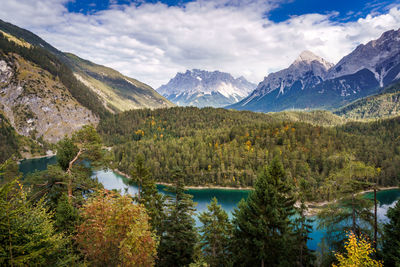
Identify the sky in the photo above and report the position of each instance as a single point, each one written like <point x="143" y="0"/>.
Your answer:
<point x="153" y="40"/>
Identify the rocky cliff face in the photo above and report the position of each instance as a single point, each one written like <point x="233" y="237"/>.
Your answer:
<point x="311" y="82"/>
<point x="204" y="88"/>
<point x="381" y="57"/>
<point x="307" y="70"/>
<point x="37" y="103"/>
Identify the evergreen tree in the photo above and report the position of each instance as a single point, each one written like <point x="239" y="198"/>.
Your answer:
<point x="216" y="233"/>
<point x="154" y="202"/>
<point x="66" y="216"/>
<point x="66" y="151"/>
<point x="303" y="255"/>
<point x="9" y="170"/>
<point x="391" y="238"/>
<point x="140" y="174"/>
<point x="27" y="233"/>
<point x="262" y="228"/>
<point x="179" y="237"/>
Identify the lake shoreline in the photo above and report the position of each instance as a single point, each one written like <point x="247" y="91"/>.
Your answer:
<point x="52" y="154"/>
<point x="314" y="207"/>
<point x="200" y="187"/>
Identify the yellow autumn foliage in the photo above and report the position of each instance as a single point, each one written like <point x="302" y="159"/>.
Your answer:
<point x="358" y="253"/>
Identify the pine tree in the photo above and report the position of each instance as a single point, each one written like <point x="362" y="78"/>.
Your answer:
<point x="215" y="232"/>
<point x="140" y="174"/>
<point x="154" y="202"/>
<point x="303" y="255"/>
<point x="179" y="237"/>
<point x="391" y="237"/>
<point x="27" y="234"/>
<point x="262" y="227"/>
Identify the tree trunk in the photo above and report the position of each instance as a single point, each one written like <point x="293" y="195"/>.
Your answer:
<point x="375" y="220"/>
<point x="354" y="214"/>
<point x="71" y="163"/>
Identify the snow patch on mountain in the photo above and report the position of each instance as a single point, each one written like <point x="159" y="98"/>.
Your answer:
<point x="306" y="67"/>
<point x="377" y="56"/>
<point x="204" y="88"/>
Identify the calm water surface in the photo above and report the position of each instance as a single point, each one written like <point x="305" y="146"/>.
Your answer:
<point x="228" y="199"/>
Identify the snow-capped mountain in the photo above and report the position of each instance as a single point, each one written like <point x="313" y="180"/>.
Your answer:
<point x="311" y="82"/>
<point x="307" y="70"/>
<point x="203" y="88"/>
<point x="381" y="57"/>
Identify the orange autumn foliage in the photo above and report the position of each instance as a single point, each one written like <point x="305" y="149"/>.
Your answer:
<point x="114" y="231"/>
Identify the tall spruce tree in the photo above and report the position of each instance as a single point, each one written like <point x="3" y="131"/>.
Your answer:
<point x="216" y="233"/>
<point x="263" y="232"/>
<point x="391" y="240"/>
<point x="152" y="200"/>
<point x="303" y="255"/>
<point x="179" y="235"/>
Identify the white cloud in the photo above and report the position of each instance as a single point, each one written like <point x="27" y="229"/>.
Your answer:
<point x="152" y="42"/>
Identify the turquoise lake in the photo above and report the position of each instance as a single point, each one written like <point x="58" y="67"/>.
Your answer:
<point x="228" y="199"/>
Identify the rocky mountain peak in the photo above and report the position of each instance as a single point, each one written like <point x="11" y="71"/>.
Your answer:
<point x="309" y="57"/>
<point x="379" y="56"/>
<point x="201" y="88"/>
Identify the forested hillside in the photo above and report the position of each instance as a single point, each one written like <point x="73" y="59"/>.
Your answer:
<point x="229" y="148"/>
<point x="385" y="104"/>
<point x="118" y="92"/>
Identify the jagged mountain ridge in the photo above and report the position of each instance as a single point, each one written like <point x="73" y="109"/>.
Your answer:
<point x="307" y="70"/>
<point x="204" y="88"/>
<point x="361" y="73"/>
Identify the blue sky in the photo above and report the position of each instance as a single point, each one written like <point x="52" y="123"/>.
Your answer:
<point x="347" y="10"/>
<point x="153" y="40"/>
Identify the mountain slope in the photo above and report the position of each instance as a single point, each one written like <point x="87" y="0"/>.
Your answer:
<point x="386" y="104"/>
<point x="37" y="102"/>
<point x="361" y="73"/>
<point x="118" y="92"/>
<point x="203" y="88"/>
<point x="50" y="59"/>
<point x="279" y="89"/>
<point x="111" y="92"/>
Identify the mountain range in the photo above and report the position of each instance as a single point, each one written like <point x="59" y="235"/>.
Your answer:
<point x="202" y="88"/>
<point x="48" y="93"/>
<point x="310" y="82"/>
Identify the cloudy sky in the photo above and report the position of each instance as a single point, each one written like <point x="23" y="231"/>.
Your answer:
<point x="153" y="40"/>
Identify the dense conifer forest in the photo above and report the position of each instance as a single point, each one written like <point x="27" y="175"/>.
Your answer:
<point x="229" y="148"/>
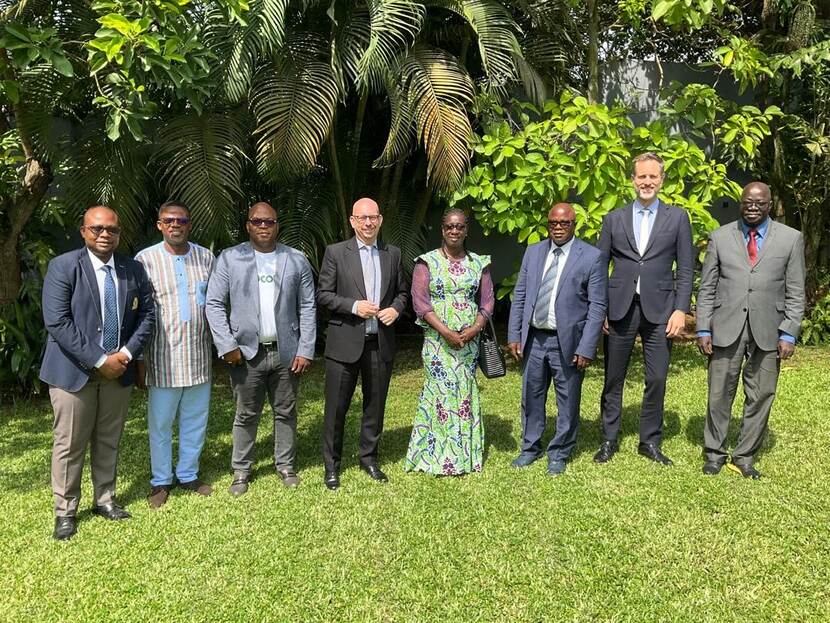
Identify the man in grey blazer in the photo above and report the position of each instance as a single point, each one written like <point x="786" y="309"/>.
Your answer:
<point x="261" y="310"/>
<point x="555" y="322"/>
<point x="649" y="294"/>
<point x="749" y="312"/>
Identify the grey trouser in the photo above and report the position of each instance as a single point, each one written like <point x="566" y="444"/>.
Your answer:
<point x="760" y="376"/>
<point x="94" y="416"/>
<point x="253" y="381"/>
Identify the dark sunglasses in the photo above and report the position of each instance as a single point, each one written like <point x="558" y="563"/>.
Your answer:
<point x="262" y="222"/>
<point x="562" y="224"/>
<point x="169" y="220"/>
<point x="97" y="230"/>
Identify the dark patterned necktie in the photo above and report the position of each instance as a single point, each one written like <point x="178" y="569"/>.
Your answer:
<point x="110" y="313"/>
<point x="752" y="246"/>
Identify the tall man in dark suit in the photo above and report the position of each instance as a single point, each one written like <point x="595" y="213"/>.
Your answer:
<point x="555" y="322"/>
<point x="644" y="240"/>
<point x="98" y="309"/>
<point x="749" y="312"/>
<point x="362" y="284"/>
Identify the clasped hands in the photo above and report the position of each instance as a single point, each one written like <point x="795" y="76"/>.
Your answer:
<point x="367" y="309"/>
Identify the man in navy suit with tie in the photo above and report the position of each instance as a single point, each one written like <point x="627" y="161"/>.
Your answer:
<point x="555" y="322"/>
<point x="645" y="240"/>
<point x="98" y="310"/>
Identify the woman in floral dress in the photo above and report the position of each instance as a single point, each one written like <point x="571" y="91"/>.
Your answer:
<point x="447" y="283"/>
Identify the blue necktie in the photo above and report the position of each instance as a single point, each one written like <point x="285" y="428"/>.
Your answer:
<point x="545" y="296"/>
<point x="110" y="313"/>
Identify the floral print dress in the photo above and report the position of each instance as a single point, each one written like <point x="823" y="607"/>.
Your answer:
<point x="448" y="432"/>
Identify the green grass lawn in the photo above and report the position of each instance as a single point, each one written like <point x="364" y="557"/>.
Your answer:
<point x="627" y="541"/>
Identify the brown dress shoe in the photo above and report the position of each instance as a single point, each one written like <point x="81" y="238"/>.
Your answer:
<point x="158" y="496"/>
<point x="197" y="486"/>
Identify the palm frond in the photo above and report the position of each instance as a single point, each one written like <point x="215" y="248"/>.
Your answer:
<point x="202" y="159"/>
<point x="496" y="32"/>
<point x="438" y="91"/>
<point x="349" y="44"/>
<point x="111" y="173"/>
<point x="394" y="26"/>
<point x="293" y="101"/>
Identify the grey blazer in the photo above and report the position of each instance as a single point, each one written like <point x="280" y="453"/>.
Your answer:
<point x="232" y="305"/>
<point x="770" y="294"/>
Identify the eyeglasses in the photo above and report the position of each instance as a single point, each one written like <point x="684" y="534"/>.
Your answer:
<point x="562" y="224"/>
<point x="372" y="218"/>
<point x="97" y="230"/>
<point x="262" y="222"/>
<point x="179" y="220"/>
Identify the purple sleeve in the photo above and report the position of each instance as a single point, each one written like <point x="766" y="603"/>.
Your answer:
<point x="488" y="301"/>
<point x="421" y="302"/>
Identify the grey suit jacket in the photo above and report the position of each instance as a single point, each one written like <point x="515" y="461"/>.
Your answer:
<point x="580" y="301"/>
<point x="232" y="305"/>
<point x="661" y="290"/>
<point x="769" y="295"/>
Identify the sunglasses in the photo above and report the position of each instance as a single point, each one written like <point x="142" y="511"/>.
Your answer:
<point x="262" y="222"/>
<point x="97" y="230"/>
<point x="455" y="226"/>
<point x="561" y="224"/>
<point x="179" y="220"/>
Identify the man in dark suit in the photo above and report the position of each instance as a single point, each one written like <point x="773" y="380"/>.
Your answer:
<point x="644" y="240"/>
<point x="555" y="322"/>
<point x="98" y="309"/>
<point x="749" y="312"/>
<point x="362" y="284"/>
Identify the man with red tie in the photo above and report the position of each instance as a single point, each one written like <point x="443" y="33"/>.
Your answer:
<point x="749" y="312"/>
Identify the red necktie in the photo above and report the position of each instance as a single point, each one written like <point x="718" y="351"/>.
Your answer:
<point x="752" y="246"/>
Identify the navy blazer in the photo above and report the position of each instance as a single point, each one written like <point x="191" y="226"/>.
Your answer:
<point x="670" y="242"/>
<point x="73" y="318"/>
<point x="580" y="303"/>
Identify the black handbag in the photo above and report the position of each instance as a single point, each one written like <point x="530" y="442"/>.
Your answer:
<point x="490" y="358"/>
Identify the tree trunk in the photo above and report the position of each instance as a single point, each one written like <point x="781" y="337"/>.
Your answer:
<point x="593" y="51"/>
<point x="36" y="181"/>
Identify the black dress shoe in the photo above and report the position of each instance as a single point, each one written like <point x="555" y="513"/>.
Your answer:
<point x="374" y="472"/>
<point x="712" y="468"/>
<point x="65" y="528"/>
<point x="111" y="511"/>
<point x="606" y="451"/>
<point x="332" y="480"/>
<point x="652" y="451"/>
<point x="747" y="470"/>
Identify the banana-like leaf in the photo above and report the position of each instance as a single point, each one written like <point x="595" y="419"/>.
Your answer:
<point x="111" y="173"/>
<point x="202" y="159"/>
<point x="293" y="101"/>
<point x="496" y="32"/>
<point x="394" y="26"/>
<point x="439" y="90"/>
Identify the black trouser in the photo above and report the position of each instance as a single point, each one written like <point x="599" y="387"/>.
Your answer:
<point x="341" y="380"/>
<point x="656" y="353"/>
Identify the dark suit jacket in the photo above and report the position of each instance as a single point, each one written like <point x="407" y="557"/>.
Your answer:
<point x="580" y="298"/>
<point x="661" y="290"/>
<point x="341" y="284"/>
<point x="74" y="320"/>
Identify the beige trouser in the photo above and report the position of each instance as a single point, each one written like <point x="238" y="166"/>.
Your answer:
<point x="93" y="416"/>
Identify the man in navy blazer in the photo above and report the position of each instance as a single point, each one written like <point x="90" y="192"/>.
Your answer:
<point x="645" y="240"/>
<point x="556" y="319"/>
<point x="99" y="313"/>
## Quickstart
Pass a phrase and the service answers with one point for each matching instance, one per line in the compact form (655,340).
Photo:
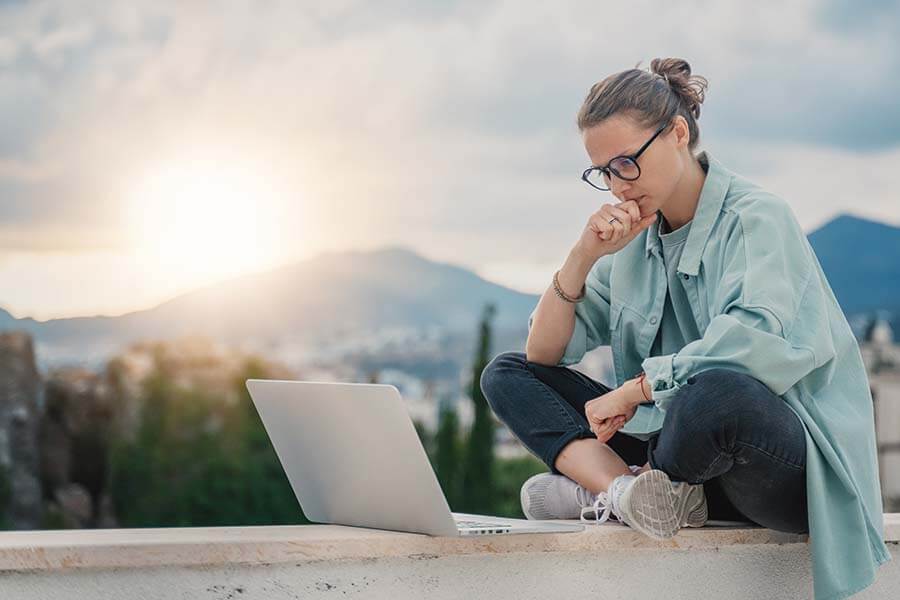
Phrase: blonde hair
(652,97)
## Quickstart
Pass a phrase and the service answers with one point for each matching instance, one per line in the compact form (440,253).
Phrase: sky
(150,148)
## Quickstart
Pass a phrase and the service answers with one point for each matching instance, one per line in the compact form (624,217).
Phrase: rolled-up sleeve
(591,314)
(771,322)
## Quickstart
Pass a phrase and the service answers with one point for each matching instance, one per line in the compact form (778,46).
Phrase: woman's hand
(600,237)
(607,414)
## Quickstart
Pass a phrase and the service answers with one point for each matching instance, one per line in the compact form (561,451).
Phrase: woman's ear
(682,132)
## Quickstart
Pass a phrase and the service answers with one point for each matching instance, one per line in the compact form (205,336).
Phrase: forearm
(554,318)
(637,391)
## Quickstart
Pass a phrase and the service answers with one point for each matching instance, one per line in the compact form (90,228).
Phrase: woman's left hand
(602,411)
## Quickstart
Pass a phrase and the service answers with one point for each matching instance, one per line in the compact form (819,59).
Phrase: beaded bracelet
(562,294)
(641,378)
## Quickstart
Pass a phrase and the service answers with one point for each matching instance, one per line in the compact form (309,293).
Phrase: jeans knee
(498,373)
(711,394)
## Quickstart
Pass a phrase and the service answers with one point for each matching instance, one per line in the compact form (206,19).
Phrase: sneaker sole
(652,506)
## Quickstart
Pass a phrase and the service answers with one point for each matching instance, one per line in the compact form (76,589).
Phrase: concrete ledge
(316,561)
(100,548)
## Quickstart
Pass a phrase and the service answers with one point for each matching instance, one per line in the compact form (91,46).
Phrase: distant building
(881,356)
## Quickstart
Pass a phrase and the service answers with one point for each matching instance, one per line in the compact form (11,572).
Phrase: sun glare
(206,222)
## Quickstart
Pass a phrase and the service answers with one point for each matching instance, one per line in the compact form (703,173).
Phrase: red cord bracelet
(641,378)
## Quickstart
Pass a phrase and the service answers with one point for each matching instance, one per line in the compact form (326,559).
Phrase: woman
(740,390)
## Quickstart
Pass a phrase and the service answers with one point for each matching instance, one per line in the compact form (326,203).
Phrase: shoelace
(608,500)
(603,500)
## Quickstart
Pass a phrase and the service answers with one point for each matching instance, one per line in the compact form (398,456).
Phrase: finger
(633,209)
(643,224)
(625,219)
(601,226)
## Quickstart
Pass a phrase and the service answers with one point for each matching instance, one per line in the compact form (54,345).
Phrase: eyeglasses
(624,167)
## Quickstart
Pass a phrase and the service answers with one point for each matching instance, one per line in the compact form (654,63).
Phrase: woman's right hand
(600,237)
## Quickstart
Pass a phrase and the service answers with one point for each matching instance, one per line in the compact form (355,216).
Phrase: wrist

Exercise goal | Among the entries, find each line that includes the string "sunglasses" and copy it.

Your response |
Identify the dark sunglasses in the photo above and report the position of each instance as a single point, each one written like <point x="558" y="563"/>.
Identify the sunglasses in the photo above and report the position of each instance as a single point, each one written like <point x="142" y="511"/>.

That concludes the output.